**Task goal**. Could you return every record below without changing a word?

--- Task inputs Enclosed Below ---

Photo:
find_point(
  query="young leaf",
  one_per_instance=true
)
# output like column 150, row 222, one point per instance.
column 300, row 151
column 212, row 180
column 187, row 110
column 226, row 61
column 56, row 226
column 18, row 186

--- End of Enclosed Task inputs ---

**Task response**.
Photo:
find_point(
  query="young leaf",
  one_per_instance=true
)
# output like column 150, row 222, one point per instance.
column 300, row 151
column 212, row 180
column 187, row 110
column 226, row 61
column 56, row 226
column 18, row 186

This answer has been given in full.